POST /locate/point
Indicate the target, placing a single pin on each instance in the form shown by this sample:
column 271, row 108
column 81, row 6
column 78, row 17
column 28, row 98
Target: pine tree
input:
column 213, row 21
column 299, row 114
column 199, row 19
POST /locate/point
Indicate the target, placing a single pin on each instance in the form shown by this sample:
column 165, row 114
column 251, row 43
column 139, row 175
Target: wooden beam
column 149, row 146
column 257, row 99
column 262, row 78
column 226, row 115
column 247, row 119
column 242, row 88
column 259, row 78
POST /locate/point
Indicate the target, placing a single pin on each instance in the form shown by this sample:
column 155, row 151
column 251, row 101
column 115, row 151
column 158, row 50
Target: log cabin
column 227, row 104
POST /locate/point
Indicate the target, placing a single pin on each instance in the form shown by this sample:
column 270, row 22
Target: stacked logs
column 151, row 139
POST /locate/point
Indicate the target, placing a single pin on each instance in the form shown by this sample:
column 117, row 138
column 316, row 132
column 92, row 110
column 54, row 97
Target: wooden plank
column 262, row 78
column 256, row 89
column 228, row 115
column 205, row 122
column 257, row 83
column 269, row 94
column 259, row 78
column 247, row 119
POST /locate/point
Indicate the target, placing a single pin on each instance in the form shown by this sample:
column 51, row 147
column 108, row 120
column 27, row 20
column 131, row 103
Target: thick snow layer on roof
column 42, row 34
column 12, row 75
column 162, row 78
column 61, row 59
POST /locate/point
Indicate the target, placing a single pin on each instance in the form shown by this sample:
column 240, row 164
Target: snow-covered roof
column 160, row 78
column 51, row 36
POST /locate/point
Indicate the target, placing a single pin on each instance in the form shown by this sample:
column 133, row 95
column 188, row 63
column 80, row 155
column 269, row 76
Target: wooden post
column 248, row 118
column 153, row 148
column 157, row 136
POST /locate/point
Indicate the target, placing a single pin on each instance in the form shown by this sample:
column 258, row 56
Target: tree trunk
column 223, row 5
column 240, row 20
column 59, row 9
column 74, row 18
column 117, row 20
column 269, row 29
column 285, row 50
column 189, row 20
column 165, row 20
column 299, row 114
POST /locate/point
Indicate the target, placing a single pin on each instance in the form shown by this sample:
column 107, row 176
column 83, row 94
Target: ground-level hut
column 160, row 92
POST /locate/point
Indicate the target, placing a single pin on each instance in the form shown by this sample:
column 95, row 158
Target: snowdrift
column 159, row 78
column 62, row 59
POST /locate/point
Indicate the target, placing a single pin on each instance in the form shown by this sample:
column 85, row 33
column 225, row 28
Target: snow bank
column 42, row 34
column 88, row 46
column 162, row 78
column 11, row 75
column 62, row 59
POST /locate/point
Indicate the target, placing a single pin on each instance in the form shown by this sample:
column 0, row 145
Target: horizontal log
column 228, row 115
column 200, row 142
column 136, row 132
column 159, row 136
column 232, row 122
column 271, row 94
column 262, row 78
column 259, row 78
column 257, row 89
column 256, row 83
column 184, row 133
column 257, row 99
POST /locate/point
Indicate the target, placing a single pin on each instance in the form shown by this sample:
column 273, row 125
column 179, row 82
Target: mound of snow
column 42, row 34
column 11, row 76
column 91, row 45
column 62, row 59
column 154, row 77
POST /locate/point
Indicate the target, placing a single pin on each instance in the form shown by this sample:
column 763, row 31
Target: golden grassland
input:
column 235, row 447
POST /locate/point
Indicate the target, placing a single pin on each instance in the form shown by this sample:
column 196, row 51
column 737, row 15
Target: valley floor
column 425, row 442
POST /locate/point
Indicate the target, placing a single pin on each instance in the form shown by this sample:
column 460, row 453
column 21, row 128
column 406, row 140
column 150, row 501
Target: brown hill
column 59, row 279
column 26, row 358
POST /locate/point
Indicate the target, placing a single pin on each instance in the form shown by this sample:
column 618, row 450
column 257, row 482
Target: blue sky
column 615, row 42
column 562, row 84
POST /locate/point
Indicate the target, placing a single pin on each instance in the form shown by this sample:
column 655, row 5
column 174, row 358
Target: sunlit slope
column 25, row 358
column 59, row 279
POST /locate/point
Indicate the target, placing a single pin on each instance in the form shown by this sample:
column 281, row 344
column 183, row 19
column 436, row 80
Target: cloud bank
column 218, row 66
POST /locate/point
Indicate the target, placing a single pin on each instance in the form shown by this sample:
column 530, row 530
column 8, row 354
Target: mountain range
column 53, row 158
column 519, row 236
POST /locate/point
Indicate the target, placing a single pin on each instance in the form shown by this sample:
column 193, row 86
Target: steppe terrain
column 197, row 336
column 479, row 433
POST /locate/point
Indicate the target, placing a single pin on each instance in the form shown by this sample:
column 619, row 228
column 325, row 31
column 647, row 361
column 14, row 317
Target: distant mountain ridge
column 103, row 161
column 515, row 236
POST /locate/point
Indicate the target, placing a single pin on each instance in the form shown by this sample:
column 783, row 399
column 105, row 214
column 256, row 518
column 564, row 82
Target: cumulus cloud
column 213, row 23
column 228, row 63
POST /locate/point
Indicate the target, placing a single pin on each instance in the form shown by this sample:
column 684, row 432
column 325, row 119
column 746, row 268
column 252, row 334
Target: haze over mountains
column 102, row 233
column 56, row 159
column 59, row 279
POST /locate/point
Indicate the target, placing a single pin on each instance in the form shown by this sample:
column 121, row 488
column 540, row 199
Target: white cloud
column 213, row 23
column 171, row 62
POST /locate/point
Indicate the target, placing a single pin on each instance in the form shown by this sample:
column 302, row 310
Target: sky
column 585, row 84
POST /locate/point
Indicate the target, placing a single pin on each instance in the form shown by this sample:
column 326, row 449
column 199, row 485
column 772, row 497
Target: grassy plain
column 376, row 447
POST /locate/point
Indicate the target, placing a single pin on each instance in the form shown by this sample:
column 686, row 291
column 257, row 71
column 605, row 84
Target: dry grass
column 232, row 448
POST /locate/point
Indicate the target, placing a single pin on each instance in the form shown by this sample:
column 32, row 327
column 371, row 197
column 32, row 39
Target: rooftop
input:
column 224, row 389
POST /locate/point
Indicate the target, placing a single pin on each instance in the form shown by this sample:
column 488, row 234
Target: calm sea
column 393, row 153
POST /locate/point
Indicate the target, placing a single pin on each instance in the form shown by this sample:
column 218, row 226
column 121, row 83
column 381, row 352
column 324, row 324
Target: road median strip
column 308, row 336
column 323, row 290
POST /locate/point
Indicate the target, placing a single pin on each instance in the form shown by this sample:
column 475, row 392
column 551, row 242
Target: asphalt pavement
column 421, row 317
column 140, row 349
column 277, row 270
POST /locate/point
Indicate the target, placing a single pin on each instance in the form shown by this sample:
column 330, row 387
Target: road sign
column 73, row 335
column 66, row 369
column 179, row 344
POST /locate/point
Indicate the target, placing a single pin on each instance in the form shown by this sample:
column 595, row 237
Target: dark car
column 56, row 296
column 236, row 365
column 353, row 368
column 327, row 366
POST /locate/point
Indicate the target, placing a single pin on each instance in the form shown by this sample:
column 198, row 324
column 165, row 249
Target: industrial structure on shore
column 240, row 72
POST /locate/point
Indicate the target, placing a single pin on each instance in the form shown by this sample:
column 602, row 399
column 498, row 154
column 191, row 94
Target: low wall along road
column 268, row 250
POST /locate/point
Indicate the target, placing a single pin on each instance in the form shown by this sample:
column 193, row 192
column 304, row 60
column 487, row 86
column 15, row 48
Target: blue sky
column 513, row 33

★ ★ ★ ★ ★

#### [Task]
Copy every one of the records above line for line, without changing a single character.

#### [Answer below]
POST /locate/point
Indicate the target, placing a single pin on each instance in the form shown by this sample:
column 271, row 108
column 81, row 6
column 78, row 17
column 28, row 98
Target: pine tree
input:
column 213, row 21
column 299, row 114
column 199, row 19
POST /locate/point
Indicate the target, placing a single pin on each instance in the form shown by this sample:
column 165, row 114
column 251, row 43
column 139, row 175
Target: wooden beam
column 149, row 146
column 257, row 99
column 262, row 78
column 226, row 115
column 247, row 119
column 242, row 88
column 259, row 78
POST /locate/point
Indicate the target, placing a single pin on each instance in the form shown by this sample:
column 155, row 151
column 251, row 101
column 115, row 151
column 158, row 50
Target: log cabin
column 227, row 104
POST /locate/point
Indicate the target, placing a single pin on each instance in the form shown by this sample:
column 270, row 22
Target: stacked logs
column 151, row 139
POST /locate/point
Indicate the target, placing a single pin on each instance in the form shown by this sample:
column 117, row 138
column 316, row 132
column 92, row 110
column 54, row 97
Target: wooden plank
column 262, row 78
column 256, row 89
column 228, row 115
column 205, row 122
column 257, row 83
column 269, row 94
column 259, row 78
column 247, row 119
POST /locate/point
Indicate the target, placing a single pin on each instance in the form shown by this sample:
column 51, row 147
column 108, row 120
column 27, row 20
column 131, row 103
Target: thick snow layer on roof
column 42, row 34
column 12, row 75
column 162, row 78
column 61, row 59
POST /locate/point
Indicate the target, placing a single pin on each instance in the form shown by this sample:
column 240, row 164
Target: snow-covered roof
column 160, row 78
column 51, row 36
POST /locate/point
Indicate the target, placing a single pin on each instance in the form shown by this sample:
column 133, row 95
column 188, row 63
column 80, row 155
column 269, row 76
Target: wooden post
column 248, row 118
column 153, row 148
column 157, row 136
POST /locate/point
Indicate the target, placing a single pin on each instance in the form shown by this sample:
column 258, row 56
Target: tree trunk
column 223, row 5
column 240, row 20
column 59, row 9
column 74, row 18
column 117, row 20
column 269, row 29
column 285, row 50
column 189, row 20
column 165, row 20
column 299, row 114
POST /locate/point
Indicate the target, placing a single pin on each instance in the form shown by this sample:
column 107, row 176
column 83, row 94
Target: ground-level hut
column 160, row 92
POST /locate/point
Indicate the target, placing a single pin on each instance in the form shown by this sample:
column 95, row 158
Target: snowdrift
column 159, row 78
column 62, row 59
POST /locate/point
Indicate the target, placing a single pin on each instance in the form shown by this sample:
column 85, row 33
column 225, row 28
Target: snow bank
column 42, row 34
column 88, row 46
column 162, row 78
column 11, row 75
column 62, row 59
POST /locate/point
Indicate the target, placing a single pin on each instance in the form shown by this sample:
column 0, row 145
Target: horizontal log
column 228, row 115
column 200, row 142
column 136, row 132
column 159, row 136
column 232, row 122
column 271, row 94
column 262, row 78
column 259, row 78
column 257, row 89
column 256, row 83
column 184, row 133
column 257, row 99
POST /locate/point
Indicate the target, placing a single pin on each instance in the form shown by this sample:
column 273, row 125
column 179, row 82
Target: mound of snow
column 42, row 34
column 11, row 76
column 91, row 45
column 62, row 59
column 154, row 77
POST /locate/point
Indicate the target, placing a single pin on each instance in the form shown by this sample:
column 763, row 31
Target: golden grassland
input:
column 235, row 447
POST /locate/point
Indicate the target, placing a single pin on each instance in the form shown by this sample:
column 196, row 51
column 737, row 15
Target: valley floor
column 425, row 442
POST /locate/point
Indicate the target, placing a single pin on each instance in the form shown by this sample:
column 460, row 453
column 21, row 128
column 406, row 140
column 150, row 501
Target: brown hill
column 59, row 279
column 26, row 358
POST /locate/point
Indicate the target, placing a single pin on each instance in the form shown by this sample:
column 618, row 450
column 257, row 482
Target: blue sky
column 615, row 42
column 562, row 84
POST /locate/point
Indicate the target, placing a single pin on each instance in the form shown by this sample:
column 655, row 5
column 174, row 358
Target: sunlit slope
column 25, row 358
column 59, row 279
POST /locate/point
Indicate the target, placing a single pin on each instance in the form shown by this sample:
column 281, row 344
column 183, row 19
column 436, row 80
Target: cloud bank
column 218, row 66
POST /locate/point
Indicate the target, placing a single pin on each instance in the form shown by this sample:
column 530, row 530
column 8, row 354
Target: mountain range
column 53, row 158
column 519, row 236
POST /locate/point
Indicate the target, placing a single pin on each instance in the form shown by this sample:
column 193, row 86
Target: steppe terrain
column 197, row 336
column 479, row 433
POST /locate/point
Indicate the target, placing a single pin on each instance in the form shown by this sample:
column 619, row 228
column 325, row 31
column 647, row 361
column 14, row 317
Target: distant mountain ridge
column 103, row 161
column 515, row 236
POST /locate/point
Indicate the target, placing a single pin on each instance in the form shown by this sample:
column 783, row 399
column 105, row 214
column 256, row 518
column 564, row 82
Target: cumulus cloud
column 213, row 23
column 228, row 63
POST /locate/point
Indicate the target, placing a single pin on each instance in the form shown by this sample:
column 684, row 432
column 325, row 119
column 746, row 268
column 252, row 334
Target: haze over mountains
column 102, row 233
column 56, row 159
column 59, row 279
POST /locate/point
Indicate the target, placing a single pin on each instance in the form shown by this sample:
column 121, row 488
column 540, row 199
Target: white cloud
column 213, row 23
column 171, row 62
POST /locate/point
Indicate the target, placing a single pin on each instance in the form shown by this sample:
column 302, row 310
Target: sky
column 585, row 84
POST /locate/point
Indicate the target, placing a single pin on each instance in the form shown by this sample:
column 326, row 449
column 199, row 485
column 772, row 497
Target: grassy plain
column 376, row 447
POST /locate/point
Indicate the target, placing a single pin on each instance in the form shown by this sample:
column 686, row 291
column 257, row 71
column 605, row 84
Target: dry grass
column 232, row 448
POST /locate/point
Indicate the target, placing a single pin on each instance in the form shown by this sample:
column 32, row 327
column 371, row 197
column 32, row 39
Target: rooftop
input:
column 224, row 389
POST /locate/point
Indicate the target, placing a single pin on each instance in the form shown by this sample:
column 488, row 234
Target: calm sea
column 393, row 153
POST /locate/point
Indicate the target, placing a single pin on each instance in the form shown by this sample:
column 218, row 226
column 121, row 83
column 381, row 352
column 324, row 324
Target: road median strip
column 308, row 336
column 323, row 290
POST /locate/point
Indicate the target, placing a single pin on each instance in the form shown by this sample:
column 475, row 392
column 551, row 242
Target: asphalt pavement
column 421, row 317
column 140, row 349
column 277, row 270
POST /locate/point
Indicate the target, placing a single pin on each instance in the form shown by this sample:
column 330, row 387
Target: road sign
column 73, row 335
column 66, row 369
column 179, row 344
POST /locate/point
Indicate the target, placing a single pin on each instance in the form shown by this sample:
column 595, row 237
Target: dark car
column 56, row 296
column 236, row 365
column 353, row 368
column 327, row 366
POST /locate/point
Indicate the target, placing a single pin on each instance in the form shown by this sample:
column 198, row 324
column 165, row 249
Target: industrial structure on shore
column 240, row 72
POST /locate/point
Indicate the target, placing a single pin on each instance in the form shown by this sample:
column 602, row 399
column 498, row 154
column 191, row 94
Target: low wall along road
column 268, row 250
POST /locate/point
Indicate the target, placing a single pin on each instance in the form shown by this sample:
column 193, row 192
column 304, row 60
column 487, row 86
column 15, row 48
Target: blue sky
column 513, row 33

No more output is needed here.